The thing that bothered me about
that Roll Of Honour award was that
it should have been a reason to
honour the memory of Tom Frame.
Only met him the once -- an
afternoon drinking session with him,
Steve Dillon and Garth Ennis. Tom
was funny, awesomely cranky, and
happilly admitted to monkeying
with scripts a bit as he lettered them.
It's a terrible shame that no-one
ever sat him down and got a history
of British comics 1970-2000 out of
him, as he was in the Fleetway/IPC
offices the whole time and saw it all
happen. (I still want someone to sit
Mike Moorcock down and get the
story from 1950-1970 approx.) He
was an essential part of the character
of British comics. I don't know how
the Eagles are voted for, but I don't
think anyone would have minded if
the numbers had been fiddled, and
the Comics Expo had taken a few
minutes to remember Tom Frame.

# Data block

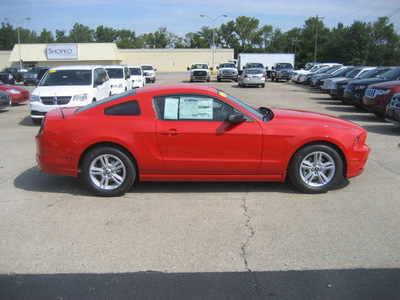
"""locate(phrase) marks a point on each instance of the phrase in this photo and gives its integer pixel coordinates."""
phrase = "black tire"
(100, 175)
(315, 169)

# Goal A
Rewrite the piece about Tom Frame from "The thing that" to "he lettered them.", swapping "afternoon" for "evening".
# Goal B
Write what comes next in the piece about Tom Frame, picking up after its final sentence.

# Final result A
The thing that bothered me about
that Roll Of Honour award was that
it should have been a reason to
honour the memory of Tom Frame.
Only met him the once -- an
evening drinking session with him,
Steve Dillon and Garth Ennis. Tom
was funny, awesomely cranky, and
happilly admitted to monkeying
with scripts a bit as he lettered them.

# Final result B
That said: apparently the award
object is big enough that I can kill
people with it.

I recall Alan Moore once expressing
his disappointment that an Eagle
Award was not in fact a large
raptor capable of carrying away
small children.

Oh, apparently Alan and Melinda
got married on Saturday. Go to
warrenellis.com and you'll find a
link to Neil Gaiman's page, where he
has photos of the event, and Alan's
frankly surreal wedding suit.

-- W


To save you a couple of links, here it is:

Image[/img]

Surreal? I would have worn it!
(Sorry about the size.)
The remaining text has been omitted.